▶ Text:
────────────────────

Women in the north have money. They store that wealth in gold. In order to keep it secure, they keep it in their teeth. [0]

These same women also have smart phones and really good and inexpensive 4g (probably 5g now) networking, because the government provides the telcom as a function of the military. Coverage is almost 100%, even in the most remote areas.

Those are the underbanked. They need security and they need a way to capitalize on their holdings (think collateralized Kiva loans). Crypto, today, provides that. I know it is true, because I'm doing it myself.

It is 2023, let's bring people out of the dark ages.

[0] https://www.google.com/search?q=vietnam+woman+gold+teeth

You should just show them wise.com where they can open a US dollar account. Wise today provides that too. The idea that you need a distributed ledger for this is straight up false and this is just trying to dredge up problems to solve for a technology that has not found any meaningful use case despite 15 years of flailing.

────────────────────

▶ Data section:
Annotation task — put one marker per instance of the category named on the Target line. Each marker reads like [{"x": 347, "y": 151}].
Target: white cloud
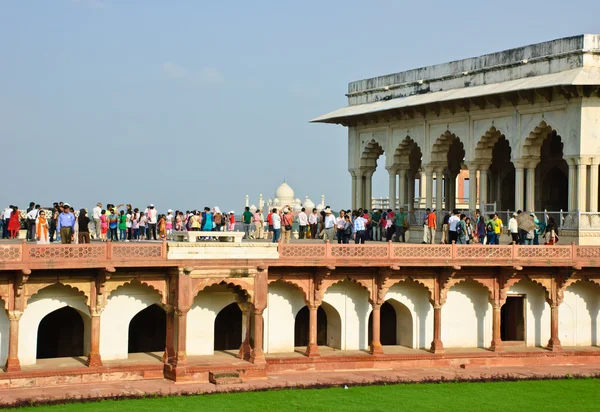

────────────────────

▶ Written problem: Decide whether each statement agrees with the text on gold and crypto, answering yes or no and quoting the deciding words of the text: (a) phone coverage is almost 100%, even in the most remote areas; (b) the women store their wealth in land; (c) the reply says the technology has found a meaningful use case.

▶ Task output:
(a) Yes: "Coverage is almost 100%, even in the most remote areas."
(b) No: "They store that wealth in gold."
(c) No: "a technology that has not found any meaningful use case despite 15 years of flailing"